Region labeling entries:

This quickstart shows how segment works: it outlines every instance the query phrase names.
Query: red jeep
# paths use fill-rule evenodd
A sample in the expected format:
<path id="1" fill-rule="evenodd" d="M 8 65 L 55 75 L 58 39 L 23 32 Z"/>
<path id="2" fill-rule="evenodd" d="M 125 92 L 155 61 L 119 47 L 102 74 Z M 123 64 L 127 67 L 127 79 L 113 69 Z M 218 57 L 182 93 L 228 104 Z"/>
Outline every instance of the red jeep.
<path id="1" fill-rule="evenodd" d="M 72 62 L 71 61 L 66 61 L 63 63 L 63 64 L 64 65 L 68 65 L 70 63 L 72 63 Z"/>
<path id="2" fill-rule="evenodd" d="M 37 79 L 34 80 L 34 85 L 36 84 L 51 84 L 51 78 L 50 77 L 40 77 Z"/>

Your instructions — Output a JSON list of strings holding each line of the data, from the first line through the line that contains "72 62 L 71 61", one string per line with blank lines left out.

Solution to the problem —
[
  "This quickstart shows how segment works: it outlines every instance the query phrase names.",
  "Query: red jeep",
  "# paths use fill-rule evenodd",
  "A sample in the expected format:",
  "<path id=\"1\" fill-rule=\"evenodd\" d=\"M 8 65 L 55 75 L 58 39 L 23 32 Z\"/>",
  "<path id=\"2\" fill-rule=\"evenodd\" d=\"M 125 92 L 155 61 L 119 47 L 102 74 Z M 123 64 L 127 67 L 127 79 L 113 69 Z M 218 57 L 182 93 L 228 104 Z\"/>",
  "Outline every instance of the red jeep.",
  "<path id=\"1\" fill-rule=\"evenodd\" d=\"M 72 62 L 71 61 L 66 61 L 63 63 L 63 64 L 64 65 L 68 65 L 70 63 L 72 63 Z\"/>"
]